- **STATED PROBLEM**
Find the line that contains "outline tomato stem, every instance". Output it and every line after it to the end of the records, exactly as they appear.

- **MATERIALS PROVIDED**
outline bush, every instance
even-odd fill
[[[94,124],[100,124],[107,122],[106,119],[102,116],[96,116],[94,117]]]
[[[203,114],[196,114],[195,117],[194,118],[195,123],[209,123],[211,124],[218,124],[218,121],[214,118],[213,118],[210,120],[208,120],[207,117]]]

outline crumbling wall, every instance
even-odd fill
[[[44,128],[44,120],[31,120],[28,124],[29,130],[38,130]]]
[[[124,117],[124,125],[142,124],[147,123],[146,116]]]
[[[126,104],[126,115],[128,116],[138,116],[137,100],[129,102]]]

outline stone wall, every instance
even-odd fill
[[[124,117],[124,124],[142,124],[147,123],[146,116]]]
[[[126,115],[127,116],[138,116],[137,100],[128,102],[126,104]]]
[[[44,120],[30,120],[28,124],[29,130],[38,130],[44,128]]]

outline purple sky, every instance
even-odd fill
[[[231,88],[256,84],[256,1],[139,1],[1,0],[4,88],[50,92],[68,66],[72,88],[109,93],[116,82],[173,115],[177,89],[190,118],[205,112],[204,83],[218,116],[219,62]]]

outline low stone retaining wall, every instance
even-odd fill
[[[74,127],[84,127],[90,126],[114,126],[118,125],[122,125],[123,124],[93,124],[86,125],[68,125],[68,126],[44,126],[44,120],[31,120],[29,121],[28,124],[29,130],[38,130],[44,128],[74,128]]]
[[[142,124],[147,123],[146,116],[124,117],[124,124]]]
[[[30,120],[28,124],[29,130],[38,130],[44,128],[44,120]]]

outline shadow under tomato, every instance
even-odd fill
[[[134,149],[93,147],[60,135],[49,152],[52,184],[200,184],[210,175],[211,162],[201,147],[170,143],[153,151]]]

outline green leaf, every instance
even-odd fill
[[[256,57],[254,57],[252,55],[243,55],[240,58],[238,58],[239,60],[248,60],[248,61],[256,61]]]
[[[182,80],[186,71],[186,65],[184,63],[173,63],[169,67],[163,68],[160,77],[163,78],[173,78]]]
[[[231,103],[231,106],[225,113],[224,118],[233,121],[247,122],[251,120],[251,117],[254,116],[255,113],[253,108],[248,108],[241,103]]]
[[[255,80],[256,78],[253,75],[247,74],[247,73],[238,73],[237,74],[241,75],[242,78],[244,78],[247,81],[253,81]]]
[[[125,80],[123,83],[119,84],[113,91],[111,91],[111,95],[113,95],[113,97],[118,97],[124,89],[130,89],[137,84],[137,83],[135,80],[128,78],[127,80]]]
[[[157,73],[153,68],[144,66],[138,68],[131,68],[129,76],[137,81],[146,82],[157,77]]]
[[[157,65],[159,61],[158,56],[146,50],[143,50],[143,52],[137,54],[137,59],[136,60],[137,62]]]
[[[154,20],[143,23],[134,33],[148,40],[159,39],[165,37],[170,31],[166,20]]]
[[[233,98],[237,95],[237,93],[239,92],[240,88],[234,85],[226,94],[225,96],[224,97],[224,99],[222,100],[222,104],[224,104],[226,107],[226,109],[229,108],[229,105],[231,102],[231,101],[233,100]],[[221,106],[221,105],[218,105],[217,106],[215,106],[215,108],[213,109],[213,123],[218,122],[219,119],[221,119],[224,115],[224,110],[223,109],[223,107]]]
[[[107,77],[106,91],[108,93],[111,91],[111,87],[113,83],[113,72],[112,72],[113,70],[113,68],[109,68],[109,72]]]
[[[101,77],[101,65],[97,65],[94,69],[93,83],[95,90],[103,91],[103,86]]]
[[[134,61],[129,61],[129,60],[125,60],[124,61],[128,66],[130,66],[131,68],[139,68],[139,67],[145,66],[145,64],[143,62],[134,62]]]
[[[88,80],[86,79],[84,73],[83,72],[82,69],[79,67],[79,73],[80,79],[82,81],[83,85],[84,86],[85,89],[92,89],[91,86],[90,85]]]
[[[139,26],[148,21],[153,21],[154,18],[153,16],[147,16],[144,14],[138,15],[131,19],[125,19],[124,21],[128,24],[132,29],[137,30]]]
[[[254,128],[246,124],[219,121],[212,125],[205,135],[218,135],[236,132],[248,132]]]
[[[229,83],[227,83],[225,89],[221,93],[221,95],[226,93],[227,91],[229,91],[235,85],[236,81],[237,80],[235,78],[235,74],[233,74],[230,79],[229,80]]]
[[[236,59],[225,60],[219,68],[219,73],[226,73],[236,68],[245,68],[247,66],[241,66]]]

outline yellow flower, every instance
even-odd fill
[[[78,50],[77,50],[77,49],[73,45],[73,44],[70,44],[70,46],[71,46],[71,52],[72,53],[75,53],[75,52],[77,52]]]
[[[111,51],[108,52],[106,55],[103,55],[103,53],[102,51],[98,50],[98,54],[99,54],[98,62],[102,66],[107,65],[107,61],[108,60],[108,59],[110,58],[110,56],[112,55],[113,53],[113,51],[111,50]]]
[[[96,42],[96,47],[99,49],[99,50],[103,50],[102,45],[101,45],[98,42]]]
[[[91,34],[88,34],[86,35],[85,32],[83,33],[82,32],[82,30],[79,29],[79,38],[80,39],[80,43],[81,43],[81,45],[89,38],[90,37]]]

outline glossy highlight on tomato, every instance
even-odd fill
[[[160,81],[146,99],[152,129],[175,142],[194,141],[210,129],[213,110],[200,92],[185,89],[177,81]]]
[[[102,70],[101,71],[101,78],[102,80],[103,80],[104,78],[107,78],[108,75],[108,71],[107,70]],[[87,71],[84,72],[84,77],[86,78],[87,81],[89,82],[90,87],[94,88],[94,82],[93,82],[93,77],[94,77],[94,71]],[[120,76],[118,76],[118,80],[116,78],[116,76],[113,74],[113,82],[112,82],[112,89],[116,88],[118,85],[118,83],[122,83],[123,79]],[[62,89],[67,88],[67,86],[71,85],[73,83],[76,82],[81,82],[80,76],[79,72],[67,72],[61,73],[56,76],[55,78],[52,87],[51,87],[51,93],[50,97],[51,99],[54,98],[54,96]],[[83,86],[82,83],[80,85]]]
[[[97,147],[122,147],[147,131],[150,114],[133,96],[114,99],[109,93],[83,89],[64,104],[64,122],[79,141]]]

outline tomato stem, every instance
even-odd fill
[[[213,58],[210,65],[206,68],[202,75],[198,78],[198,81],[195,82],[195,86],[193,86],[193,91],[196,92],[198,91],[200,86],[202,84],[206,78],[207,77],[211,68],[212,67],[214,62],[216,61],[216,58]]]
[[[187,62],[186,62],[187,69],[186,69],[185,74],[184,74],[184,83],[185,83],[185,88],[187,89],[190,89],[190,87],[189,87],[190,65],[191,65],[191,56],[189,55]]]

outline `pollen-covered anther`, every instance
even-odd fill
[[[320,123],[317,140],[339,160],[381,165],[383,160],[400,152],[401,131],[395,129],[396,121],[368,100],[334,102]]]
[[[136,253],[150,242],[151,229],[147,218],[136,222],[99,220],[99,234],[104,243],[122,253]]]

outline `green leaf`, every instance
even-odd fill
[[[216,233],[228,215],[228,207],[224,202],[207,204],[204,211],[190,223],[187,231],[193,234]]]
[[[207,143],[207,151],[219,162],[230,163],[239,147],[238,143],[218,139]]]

- **CORRECT RESPONSE**
outline tomato stem, every instance
even-odd fill
[[[213,58],[210,65],[206,68],[202,75],[198,78],[198,81],[195,82],[195,86],[193,86],[193,91],[196,92],[198,91],[200,86],[202,84],[206,78],[207,77],[211,68],[212,67],[214,62],[216,61],[216,58]]]
[[[187,62],[186,62],[187,69],[186,69],[185,74],[184,74],[184,83],[185,83],[185,88],[187,89],[190,89],[190,87],[189,87],[190,65],[191,65],[191,56],[189,55]]]

outline `pollen-covered anther`, every instance
even-odd fill
[[[320,123],[317,140],[339,160],[381,165],[383,160],[400,152],[401,131],[395,129],[396,121],[368,100],[334,102]]]
[[[136,253],[150,242],[151,229],[147,218],[136,222],[99,220],[99,234],[104,243],[122,253]]]

outline `green leaf`, every instance
even-odd fill
[[[216,233],[228,215],[228,207],[224,202],[207,204],[204,211],[190,223],[187,231],[193,234]]]
[[[207,143],[207,151],[219,162],[230,163],[239,147],[238,143],[218,139]]]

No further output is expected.